Given text: Begin

The Assayer (Italian: Il saggiatore) is a book by Galileo Galilei, published in Rome in October 1623. It is generally considered to be one of the pioneering works of the scientific method, first broaching the idea that the book of nature is to be read with mathematical tools rather than those of scholastic philosophy, as generally held at the time. Despite the retroactive acclaim given to Galileo’s theory of knowledge, the empirical claim conjectured in the book — that comets and their observed properties are the product of optical phenomena — is incorrect.

In 1619, Galileo became embroiled in a controversy with Father Orazio Grassi, professor of mathematics at the Jesuit Collegio Romano. It began as a dispute over the nature of comets, but by the time Galileo had published The Assayer, his last salvo in the dispute, it had become a much wider controversy over the very nature of science itself.

The debate between Galileo and Grassi started in early 1619, when Father Grassi anonymously published the pamphlet, An Astronomical Disputation on the Three Comets of the Year 1618 (Disputatio astronomica de tribus cometis anni MDCXVIII), which discussed the nature of a comet that had appeared late in November of the previous year. Grassi concluded that the comet was a fiery, celestial body that had moved along a segment of a great circle at a constant distance from the earth, and since it moved in the sky more slowly than the Moon, it must be farther away than the Moon.

Given text: End

**Problem to solve**
Reproduce the passage of the text on The Assayer from "The Assayer (Italian: Il" to "phenomena — is incorrect.", word for word. The entries are not needed for any of this work.

Provided material: Begin

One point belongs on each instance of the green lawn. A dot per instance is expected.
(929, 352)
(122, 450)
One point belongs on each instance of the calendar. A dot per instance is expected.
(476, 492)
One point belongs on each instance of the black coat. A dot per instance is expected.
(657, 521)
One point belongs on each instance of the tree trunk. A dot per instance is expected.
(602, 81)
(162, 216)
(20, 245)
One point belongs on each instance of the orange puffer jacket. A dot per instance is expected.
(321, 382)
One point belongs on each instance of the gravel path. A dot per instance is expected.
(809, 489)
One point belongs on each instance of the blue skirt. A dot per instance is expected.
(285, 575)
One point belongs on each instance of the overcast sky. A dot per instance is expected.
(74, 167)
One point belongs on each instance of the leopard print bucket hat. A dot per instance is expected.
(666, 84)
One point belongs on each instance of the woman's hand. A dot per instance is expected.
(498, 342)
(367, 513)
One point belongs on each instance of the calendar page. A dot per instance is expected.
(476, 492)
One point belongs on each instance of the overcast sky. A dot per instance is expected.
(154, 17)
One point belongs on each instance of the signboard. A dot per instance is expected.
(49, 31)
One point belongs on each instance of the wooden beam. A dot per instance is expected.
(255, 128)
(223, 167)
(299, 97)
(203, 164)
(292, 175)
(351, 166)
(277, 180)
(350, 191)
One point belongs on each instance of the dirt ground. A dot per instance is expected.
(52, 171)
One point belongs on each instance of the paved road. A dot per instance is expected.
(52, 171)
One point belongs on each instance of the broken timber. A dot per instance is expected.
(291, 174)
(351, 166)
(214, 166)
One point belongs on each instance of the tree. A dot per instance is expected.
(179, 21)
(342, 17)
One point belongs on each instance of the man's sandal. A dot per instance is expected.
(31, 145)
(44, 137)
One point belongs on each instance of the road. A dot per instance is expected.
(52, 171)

Provided material: End

**Response box**
The Assayer (Italian: Il saggiatore) is a book by Galileo Galilei, published in Rome in October 1623. It is generally considered to be one of the pioneering works of the scientific method, first broaching the idea that the book of nature is to be read with mathematical tools rather than those of scholastic philosophy, as generally held at the time. Despite the retroactive acclaim given to Galileo’s theory of knowledge, the empirical claim conjectured in the book — that comets and their observed properties are the product of optical phenomena — is incorrect.